▶ _What to do_
Given the records below, would you repeat exactly the lines that begin at the one containing "In this picture, where can the rear bumper" and end at the one containing "In this picture, where can the tall", inclusive?

▶ _Data provided_
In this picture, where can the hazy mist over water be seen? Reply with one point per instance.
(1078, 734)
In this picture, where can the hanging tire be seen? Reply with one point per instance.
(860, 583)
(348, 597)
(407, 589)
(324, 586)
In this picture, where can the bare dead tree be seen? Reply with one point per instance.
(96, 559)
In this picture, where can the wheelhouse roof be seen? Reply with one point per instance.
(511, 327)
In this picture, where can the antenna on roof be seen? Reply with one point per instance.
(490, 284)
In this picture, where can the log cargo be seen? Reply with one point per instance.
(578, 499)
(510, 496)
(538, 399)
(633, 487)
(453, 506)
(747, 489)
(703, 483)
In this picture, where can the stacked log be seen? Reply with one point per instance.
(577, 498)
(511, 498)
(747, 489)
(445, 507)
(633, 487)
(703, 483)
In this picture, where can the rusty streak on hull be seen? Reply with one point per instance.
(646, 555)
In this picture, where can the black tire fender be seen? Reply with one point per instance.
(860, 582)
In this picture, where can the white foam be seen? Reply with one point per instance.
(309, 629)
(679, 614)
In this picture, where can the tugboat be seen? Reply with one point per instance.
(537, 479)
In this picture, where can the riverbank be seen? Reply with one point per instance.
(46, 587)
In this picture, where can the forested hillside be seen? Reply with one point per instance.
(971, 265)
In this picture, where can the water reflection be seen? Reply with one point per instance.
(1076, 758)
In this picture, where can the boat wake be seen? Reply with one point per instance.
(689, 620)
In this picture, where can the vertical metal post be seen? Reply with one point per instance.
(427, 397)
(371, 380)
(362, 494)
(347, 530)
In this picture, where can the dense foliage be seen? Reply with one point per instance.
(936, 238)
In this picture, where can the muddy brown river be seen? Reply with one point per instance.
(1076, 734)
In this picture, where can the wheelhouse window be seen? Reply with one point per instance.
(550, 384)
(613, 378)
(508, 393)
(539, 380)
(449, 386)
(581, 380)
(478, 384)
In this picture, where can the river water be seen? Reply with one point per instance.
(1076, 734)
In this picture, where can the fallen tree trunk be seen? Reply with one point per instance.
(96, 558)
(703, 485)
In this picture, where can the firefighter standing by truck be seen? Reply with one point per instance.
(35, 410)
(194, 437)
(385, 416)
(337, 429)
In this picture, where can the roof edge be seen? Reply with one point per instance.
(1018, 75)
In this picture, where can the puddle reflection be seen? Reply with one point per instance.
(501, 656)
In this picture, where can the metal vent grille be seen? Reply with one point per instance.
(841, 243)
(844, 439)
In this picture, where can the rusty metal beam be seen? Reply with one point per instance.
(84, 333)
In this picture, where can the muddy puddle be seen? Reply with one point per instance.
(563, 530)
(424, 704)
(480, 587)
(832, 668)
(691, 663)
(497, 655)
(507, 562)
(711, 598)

--

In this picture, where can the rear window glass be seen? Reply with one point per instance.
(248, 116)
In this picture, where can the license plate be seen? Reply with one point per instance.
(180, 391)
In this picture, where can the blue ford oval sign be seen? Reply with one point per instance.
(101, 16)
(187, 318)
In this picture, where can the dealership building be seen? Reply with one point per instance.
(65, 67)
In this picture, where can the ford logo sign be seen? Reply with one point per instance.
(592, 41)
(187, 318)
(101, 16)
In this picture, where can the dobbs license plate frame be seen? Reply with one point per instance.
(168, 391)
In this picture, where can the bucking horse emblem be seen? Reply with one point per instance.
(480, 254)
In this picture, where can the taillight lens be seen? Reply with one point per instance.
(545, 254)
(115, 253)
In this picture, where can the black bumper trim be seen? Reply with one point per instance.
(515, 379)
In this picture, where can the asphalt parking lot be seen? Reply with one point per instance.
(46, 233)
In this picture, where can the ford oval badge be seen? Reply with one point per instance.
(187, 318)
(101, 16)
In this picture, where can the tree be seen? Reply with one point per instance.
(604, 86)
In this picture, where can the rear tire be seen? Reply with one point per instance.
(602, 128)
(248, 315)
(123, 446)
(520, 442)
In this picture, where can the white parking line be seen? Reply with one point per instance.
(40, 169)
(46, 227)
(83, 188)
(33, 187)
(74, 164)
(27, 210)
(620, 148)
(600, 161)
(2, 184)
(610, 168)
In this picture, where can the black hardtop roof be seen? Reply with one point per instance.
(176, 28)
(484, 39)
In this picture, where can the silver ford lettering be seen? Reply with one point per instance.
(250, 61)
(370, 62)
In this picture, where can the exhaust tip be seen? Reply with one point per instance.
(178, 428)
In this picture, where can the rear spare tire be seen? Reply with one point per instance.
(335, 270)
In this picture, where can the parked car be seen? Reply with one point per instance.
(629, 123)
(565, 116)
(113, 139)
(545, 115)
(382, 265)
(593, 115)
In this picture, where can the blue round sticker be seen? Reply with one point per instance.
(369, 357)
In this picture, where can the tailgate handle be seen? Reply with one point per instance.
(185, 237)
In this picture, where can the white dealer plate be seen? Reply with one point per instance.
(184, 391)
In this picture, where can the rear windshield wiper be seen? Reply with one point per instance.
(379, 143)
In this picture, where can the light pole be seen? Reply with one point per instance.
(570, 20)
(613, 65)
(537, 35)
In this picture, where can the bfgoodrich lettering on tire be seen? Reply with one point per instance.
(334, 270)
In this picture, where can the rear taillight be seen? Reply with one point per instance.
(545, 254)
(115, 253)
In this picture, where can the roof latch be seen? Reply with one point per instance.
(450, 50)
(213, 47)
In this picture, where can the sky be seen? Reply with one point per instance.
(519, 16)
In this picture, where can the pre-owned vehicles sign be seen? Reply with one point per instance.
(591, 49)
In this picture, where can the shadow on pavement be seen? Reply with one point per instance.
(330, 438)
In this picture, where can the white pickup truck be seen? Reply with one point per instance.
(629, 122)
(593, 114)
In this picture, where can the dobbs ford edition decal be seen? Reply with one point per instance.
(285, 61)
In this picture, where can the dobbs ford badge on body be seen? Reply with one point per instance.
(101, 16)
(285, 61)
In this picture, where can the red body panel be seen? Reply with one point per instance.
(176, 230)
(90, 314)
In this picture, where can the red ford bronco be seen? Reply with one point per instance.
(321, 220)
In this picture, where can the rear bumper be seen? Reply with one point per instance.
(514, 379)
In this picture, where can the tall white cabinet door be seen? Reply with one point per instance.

▶ _Exercise result_
In this picture, where can the rear bumper be seen? Reply with one point per instance.
(514, 379)
In this picture, where can the tall white cabinet door be seen? Reply with one point per instance.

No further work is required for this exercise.